[ACTION ITEM]: Please continue the passage on wound care, picking up right after its last sentence.

[PASSAGE]:
————————
Wound Care

For many of us, wounds are a common part of everyday life, with accidents leading to cuts and scratches, grazes, lacerations, blisters and sometimes burns. These can happen no matter how careful we are or how organised our homes or workplaces can be. A wound occurs when a physical injury to the body breaks the skin or a mucous membrane. The body responds immediately and begins repairing the wound with the skin closing up and trying to return to normal as soon as possible. The time of repair may only be needed for a very short time and last for a matter of days or it may need to continue for weeks and months, depending on the type and size of the injury. In the past many wounds have been “fixed” with a plaster, the multipurpose plastic dressing strip. These are fine for small scratches and cuts but there are now many more dressings available for the different types of wounds that can occur. In the past it was believed that wounds should be kept dry but now it is recommended that to help a wound heal well it should be kept moist. This is because a moist wound environment allows the skin cells to grow more quickly, thus healing and returning to normal in much less time. The aim of wound care is to stop any bleeding, prevent infection and to restore the health of the tissue. With any wound once any bleeding is stopped it needs to be cleaned. If it is already a clean wound then warm running water or gauze soaked in saline is appropriate to be used. Next dry the area and apply the dressing. However if the wound is unclean and is contaminated with any dirt, gravel or foreign bodies then these need to be removed so that the wound does not become infected. It is necessary in these cases to use an antiseptic to wash the area and remove unwanted particles and debris. It is important to try and prevent infection from occurring but if the area of the wound becomes swollen, red, hot and angry then it may be infected and you will need to see your doctor regarding antibiotics. Wounds caused by burns may occur due to sunlight, flames from fire, scalds, chemical or electrical sources. The affected area must be cooled immediately under cold running tap water for at least 20 to 30 minutes. The use of ice is not recommended in these cases. Burns can be superficial affecting only the top surface layer of skin or can be much more serious affecting many layers of tissues. Blisters should not be burst and fat, lotions or ointments should be avoided.
————————
[PROVIDED MATERIAL]:
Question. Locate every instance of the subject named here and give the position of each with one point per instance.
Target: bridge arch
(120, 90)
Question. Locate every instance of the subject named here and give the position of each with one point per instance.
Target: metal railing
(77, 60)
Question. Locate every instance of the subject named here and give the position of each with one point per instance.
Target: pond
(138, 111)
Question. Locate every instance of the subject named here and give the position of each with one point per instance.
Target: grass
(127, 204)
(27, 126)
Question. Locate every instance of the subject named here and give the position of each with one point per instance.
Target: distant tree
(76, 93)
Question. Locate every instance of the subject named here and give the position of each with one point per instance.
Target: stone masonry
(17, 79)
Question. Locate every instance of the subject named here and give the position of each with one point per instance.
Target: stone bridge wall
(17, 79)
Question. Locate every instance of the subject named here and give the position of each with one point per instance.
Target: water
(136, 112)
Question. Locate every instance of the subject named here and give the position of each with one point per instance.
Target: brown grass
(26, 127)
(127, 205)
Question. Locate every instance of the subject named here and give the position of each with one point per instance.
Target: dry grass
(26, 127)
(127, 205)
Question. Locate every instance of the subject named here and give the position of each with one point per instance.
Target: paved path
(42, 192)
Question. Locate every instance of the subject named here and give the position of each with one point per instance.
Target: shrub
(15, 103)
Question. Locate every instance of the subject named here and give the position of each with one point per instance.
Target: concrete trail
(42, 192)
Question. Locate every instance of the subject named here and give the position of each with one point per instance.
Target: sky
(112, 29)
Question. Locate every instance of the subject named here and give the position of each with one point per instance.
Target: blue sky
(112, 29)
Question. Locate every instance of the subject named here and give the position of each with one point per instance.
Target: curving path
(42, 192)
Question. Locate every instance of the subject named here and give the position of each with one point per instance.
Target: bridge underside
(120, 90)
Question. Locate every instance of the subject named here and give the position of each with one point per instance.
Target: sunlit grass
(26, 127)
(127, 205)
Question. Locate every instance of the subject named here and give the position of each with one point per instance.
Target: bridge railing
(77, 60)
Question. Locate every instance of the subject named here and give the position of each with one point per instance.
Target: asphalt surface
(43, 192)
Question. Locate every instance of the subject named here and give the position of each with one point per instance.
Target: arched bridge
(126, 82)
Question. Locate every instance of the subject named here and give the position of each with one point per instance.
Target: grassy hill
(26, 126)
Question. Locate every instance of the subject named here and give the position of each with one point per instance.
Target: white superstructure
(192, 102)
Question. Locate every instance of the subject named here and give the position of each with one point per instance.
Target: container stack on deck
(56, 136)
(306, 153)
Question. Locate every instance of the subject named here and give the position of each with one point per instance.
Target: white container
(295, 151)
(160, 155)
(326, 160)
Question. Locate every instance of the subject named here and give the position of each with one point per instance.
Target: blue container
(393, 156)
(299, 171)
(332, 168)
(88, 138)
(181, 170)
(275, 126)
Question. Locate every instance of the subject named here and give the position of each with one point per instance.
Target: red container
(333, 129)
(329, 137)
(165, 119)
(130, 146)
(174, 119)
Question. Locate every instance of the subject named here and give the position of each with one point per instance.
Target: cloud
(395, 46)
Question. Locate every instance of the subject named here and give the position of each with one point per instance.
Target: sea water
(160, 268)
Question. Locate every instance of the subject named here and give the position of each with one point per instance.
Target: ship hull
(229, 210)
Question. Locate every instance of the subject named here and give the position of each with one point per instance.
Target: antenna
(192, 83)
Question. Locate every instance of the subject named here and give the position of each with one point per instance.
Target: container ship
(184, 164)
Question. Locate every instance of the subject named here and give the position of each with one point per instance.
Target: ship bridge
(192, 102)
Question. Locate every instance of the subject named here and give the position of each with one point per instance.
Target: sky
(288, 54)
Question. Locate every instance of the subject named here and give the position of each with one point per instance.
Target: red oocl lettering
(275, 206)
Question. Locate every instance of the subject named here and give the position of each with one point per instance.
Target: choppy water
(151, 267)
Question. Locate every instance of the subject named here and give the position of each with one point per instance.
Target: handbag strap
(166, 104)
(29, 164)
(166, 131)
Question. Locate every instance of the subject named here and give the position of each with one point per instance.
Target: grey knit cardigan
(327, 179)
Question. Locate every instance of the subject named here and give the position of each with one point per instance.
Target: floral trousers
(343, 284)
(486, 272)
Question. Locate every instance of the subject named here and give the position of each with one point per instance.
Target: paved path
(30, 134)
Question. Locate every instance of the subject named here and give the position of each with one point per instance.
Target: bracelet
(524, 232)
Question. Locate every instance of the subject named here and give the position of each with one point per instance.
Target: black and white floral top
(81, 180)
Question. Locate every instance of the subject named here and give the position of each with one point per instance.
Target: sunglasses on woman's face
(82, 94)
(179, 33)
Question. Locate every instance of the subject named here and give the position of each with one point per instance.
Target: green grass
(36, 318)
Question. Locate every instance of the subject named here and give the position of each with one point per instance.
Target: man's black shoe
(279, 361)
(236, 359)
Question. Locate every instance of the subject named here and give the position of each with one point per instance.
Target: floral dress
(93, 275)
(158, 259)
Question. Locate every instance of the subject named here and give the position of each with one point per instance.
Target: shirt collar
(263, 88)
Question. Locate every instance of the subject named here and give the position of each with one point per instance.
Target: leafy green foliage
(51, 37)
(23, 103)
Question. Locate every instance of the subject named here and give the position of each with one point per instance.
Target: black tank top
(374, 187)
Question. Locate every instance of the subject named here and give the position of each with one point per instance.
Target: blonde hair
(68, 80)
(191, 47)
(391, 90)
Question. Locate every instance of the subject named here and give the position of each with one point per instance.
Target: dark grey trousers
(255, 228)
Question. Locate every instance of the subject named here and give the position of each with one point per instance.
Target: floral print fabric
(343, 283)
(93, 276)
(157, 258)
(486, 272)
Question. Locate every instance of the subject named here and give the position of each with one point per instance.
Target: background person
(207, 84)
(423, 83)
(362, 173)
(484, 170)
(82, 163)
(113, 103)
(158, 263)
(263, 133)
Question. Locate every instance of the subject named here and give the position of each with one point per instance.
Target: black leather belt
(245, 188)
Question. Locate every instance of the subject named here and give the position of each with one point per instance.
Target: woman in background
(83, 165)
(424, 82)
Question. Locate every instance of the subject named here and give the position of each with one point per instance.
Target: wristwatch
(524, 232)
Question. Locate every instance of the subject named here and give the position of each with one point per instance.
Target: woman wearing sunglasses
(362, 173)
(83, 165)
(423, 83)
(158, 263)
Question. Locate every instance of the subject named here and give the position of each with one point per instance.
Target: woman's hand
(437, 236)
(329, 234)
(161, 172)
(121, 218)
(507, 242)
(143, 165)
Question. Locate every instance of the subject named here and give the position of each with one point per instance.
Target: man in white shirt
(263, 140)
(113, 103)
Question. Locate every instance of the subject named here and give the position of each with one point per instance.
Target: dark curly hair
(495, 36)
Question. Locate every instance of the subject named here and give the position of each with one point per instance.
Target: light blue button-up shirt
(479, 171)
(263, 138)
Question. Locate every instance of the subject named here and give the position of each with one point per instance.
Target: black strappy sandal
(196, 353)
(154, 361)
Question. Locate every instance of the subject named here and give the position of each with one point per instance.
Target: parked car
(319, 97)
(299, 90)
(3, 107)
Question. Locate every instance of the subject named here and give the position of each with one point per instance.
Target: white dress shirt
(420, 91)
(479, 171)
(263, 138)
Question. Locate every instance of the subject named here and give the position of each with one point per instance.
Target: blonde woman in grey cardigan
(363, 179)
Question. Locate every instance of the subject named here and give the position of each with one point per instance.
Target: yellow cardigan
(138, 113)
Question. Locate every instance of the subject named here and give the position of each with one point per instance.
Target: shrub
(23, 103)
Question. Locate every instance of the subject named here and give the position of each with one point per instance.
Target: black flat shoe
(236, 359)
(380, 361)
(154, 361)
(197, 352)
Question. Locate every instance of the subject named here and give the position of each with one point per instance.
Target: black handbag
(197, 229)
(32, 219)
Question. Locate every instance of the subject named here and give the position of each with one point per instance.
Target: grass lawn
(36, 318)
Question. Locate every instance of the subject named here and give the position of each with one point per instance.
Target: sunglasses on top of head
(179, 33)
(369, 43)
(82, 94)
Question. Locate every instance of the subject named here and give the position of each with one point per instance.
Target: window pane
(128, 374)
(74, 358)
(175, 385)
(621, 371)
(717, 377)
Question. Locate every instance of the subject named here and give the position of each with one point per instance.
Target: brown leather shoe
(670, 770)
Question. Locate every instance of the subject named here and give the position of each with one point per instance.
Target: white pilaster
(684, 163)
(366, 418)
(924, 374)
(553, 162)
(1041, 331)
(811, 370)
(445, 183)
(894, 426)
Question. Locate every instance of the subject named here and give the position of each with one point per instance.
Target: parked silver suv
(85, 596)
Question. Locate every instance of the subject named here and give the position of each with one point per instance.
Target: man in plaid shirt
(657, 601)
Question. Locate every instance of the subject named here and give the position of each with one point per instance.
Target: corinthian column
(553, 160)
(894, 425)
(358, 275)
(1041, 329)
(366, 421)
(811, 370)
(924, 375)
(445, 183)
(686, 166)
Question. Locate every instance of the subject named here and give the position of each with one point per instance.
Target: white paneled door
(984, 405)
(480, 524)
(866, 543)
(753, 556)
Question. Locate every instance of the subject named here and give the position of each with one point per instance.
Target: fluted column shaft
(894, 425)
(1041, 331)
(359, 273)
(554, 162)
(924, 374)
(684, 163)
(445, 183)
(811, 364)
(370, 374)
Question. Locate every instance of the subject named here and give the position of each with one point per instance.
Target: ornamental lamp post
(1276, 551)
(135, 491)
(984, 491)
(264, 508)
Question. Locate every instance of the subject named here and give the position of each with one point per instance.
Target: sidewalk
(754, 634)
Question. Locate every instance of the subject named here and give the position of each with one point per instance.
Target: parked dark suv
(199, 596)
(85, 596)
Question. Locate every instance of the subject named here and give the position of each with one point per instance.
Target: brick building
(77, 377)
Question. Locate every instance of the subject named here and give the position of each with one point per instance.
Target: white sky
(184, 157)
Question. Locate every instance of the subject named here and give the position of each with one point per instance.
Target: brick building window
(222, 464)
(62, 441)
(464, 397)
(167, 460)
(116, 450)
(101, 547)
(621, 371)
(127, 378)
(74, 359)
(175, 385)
————————
[TASK RESPONSE]:
There are a number of life style factors that can help with wound healing such as

  1. Diet – Your diet can affect the speed of the healing process. Foods associated with wound healing are protein, Vitamin C and Vitamin A and zinc and a diet enriched with these components in your diet can enhance wound healing.
  2. Exercise – Regular exercise increases blood flow, improves general health and also speeds wound healing.
  3. Medication – Medication that affects wound healing includes anti-inflammatory drugs as these can interfere with the body’s natural healing process and hamper the action of immune system cells. Talk to your pharmacist about your medication to see if any that you are prescribed will hinder wound healing.
  4. Dressing type – Wounds that are dressed and kept warm heal faster. Dressings also need to be kept clean and changed every few days or as often as necessary. See your Self Care pharmacist about the many types of dressings that are available and the most appropriate one for a particular wound or your first aid kit. Also ask for the Pharmacy Self Care “Wound Care” card to take home and share with the family.
  5. Warmth.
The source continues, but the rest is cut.